=== DO THIS ===
Set down, word for word, the stretch of lines from the one containing "the blurred background" to the end of the records below.

=== GIVEN DATA ===
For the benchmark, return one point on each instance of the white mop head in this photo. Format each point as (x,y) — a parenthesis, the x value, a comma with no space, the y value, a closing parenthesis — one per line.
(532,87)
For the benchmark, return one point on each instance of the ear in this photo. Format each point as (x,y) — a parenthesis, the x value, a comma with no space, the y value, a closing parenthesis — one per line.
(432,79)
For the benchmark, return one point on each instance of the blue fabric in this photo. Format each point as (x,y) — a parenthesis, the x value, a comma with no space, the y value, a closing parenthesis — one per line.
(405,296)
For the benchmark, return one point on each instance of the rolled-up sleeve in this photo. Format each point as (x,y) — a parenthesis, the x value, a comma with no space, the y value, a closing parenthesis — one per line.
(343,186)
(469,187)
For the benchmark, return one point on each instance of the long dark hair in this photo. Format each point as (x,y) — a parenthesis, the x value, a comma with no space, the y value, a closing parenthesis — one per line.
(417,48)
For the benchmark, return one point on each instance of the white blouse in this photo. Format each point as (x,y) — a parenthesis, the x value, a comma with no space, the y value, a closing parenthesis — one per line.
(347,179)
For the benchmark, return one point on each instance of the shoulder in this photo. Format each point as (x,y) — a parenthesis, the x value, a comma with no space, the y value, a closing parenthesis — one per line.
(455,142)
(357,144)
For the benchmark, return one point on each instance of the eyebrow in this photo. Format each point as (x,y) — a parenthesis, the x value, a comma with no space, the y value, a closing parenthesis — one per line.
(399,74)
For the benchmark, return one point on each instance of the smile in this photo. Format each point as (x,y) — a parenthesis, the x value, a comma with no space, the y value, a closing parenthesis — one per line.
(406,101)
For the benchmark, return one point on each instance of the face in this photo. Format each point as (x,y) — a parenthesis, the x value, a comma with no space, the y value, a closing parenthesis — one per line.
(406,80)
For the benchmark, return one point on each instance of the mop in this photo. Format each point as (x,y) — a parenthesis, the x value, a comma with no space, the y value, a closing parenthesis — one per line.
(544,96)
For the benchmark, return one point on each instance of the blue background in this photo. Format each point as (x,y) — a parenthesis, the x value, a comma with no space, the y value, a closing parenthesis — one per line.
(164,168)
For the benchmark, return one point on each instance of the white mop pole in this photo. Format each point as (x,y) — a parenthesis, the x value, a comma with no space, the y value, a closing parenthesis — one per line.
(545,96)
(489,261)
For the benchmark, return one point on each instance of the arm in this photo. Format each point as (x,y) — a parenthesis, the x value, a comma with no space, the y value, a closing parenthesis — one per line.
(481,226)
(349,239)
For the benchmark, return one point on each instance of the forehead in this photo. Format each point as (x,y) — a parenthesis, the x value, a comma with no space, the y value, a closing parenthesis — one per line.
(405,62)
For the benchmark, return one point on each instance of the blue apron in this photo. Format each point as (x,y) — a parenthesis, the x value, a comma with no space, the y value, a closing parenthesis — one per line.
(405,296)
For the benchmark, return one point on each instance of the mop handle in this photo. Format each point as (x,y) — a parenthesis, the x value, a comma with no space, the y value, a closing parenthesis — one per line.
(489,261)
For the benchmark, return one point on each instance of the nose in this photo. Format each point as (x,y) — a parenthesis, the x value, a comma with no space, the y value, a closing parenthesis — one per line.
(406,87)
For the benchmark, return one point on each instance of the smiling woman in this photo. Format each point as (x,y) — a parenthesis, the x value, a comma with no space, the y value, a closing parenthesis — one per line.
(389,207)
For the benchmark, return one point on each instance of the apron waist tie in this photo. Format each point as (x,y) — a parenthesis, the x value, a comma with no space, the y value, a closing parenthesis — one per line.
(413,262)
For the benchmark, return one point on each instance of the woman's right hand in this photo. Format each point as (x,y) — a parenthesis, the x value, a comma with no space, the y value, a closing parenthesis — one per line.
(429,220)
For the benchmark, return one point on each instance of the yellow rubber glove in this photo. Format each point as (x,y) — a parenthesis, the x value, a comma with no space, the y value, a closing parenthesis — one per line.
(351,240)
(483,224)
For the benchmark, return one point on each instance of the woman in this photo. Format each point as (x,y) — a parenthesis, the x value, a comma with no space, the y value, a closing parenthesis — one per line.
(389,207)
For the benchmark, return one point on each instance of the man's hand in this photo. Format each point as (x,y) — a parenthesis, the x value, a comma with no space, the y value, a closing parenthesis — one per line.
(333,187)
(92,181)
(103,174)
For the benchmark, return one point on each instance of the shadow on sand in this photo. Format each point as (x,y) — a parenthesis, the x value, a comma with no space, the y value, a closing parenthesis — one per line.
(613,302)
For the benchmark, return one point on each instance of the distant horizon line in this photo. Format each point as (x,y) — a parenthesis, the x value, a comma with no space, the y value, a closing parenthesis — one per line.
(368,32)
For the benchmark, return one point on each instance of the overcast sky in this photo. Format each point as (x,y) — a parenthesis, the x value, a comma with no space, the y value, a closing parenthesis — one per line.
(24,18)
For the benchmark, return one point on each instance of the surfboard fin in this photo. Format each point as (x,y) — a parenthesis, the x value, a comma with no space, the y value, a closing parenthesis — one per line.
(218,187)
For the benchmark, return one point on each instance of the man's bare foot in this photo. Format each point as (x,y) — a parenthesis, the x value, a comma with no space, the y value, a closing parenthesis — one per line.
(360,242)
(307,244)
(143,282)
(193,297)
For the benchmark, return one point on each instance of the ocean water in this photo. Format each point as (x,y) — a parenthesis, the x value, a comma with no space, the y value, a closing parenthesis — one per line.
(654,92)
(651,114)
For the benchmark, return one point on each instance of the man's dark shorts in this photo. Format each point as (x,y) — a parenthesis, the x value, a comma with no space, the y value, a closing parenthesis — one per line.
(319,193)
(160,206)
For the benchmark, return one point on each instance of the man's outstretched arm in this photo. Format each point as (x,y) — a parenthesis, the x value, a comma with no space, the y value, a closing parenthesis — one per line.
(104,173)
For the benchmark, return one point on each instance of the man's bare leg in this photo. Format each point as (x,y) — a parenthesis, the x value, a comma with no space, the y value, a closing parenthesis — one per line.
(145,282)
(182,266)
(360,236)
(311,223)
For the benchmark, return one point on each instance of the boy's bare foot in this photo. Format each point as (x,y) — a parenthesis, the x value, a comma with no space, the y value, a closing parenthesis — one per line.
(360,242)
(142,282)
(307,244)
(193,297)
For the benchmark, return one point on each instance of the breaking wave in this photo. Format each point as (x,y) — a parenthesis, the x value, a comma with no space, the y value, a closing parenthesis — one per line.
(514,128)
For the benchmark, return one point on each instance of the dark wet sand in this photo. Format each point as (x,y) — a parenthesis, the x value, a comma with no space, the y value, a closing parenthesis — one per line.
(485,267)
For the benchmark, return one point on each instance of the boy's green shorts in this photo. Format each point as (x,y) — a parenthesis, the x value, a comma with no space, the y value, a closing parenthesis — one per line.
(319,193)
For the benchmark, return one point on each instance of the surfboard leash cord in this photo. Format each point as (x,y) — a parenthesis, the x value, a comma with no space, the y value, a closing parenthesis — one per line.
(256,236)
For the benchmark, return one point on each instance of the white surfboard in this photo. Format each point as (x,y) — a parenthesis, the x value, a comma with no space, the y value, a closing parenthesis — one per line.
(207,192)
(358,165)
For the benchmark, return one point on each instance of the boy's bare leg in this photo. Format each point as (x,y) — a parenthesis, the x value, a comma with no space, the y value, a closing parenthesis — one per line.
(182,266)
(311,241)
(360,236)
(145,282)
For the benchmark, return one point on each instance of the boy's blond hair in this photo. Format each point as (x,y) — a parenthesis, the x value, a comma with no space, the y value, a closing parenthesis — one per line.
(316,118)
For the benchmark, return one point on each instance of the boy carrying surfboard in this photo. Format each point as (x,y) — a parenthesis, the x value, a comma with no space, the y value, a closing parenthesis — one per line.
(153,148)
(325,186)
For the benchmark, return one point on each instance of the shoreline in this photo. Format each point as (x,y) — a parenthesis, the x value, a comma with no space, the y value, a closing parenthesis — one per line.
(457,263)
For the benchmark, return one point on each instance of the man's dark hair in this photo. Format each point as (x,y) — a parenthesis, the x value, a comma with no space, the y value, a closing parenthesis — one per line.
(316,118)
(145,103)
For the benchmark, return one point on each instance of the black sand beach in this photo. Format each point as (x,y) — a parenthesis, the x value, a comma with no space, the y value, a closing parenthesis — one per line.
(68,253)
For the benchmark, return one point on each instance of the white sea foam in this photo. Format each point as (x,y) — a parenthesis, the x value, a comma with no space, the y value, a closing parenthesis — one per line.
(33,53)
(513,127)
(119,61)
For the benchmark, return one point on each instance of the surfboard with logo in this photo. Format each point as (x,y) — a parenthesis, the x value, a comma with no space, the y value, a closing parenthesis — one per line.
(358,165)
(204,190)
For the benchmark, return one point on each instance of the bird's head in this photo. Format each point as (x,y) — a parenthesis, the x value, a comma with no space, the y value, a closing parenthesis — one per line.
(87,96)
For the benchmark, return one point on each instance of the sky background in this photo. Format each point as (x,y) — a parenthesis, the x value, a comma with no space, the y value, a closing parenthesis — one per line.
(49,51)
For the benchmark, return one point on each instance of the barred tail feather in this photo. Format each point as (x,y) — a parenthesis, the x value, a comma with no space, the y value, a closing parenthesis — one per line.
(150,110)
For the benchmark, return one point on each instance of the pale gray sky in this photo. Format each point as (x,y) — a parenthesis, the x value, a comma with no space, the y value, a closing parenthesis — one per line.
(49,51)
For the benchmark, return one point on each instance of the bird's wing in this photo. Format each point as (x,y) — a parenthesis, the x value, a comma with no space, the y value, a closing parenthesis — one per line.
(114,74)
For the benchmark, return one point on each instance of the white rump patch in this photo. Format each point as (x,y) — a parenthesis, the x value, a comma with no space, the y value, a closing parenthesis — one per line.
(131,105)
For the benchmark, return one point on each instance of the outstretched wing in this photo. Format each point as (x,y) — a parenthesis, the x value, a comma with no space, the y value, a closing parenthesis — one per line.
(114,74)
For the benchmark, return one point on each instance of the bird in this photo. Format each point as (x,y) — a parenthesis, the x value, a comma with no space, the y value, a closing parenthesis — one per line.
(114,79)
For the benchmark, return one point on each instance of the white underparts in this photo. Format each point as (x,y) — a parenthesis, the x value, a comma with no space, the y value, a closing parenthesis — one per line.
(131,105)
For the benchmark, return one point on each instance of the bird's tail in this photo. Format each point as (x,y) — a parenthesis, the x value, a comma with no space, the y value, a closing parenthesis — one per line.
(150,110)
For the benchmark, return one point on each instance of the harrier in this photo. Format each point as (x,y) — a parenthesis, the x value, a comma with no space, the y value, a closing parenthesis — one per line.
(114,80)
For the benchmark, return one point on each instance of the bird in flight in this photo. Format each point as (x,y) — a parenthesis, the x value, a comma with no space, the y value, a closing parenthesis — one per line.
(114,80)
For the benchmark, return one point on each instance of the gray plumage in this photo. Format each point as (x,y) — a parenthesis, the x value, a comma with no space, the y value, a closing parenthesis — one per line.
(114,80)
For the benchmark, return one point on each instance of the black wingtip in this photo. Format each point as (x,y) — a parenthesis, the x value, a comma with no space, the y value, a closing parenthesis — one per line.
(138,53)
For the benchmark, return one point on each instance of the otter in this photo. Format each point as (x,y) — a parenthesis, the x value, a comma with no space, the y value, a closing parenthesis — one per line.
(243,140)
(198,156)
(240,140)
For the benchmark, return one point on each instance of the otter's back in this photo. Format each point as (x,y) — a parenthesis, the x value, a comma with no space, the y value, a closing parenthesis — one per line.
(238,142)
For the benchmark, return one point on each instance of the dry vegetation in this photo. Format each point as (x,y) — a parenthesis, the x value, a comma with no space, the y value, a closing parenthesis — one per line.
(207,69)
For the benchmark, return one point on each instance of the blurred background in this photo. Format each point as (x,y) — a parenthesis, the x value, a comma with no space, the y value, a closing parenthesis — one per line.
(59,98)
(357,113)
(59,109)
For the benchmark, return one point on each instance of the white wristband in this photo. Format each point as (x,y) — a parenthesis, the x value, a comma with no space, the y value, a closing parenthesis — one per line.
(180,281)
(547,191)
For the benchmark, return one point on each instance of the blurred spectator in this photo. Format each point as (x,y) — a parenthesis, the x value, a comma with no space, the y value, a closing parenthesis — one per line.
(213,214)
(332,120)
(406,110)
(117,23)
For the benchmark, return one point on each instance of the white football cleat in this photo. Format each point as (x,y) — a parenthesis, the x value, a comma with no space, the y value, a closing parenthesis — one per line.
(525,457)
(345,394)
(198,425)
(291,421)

=== RESPONSE ===
For the benchmark, return one point on each instance of the blurred background in this photo. Format each point as (x,y) — a parenthesis, the x value, a comma with no space, the y value, a closing parenthesis — one per line.
(59,98)
(357,113)
(59,109)
For the benchmark, return one point on each instance of the white wristband in this photo. Format each point as (x,y) — a parenthesis, the x value, a comma with no space, the y value, a closing parenthesis — one per line.
(180,281)
(547,191)
For the benchmark, return one point on each instance of the blurred spectator in this photo. Format each point as (x,y) — a parenthesis, the x value, a comma with no space, the y value, a closing parenthesis — one per line.
(213,214)
(332,120)
(406,110)
(117,23)
For the benchmark, return one point on each instance of the white football cleat in this photo. Format each point as (x,y) — a parenthesis, the x value, a comma with no space, the y value, a closing parenthesis — one per line.
(525,457)
(345,394)
(198,425)
(291,421)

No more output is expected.